Short exercise: Write out each of the entries below word for word, leaving out the pictures.

+ + + + +

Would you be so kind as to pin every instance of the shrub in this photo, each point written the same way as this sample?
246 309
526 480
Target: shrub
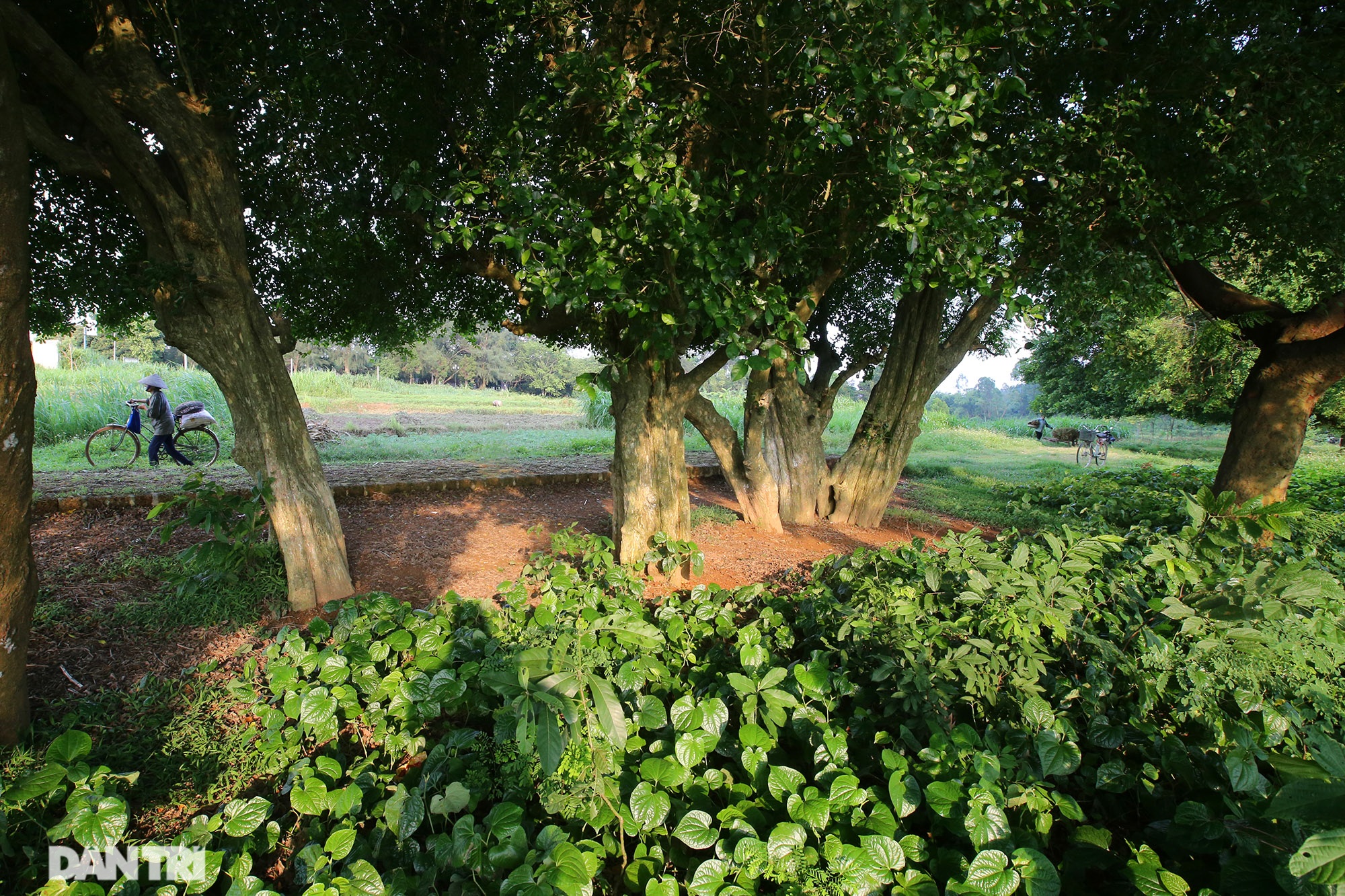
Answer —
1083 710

+ + + + +

The output:
Would you be so kind as to pin every instance of the shrub in this photo, each point written the same way as this sample?
246 309
526 480
Target: shrub
Answer —
1083 710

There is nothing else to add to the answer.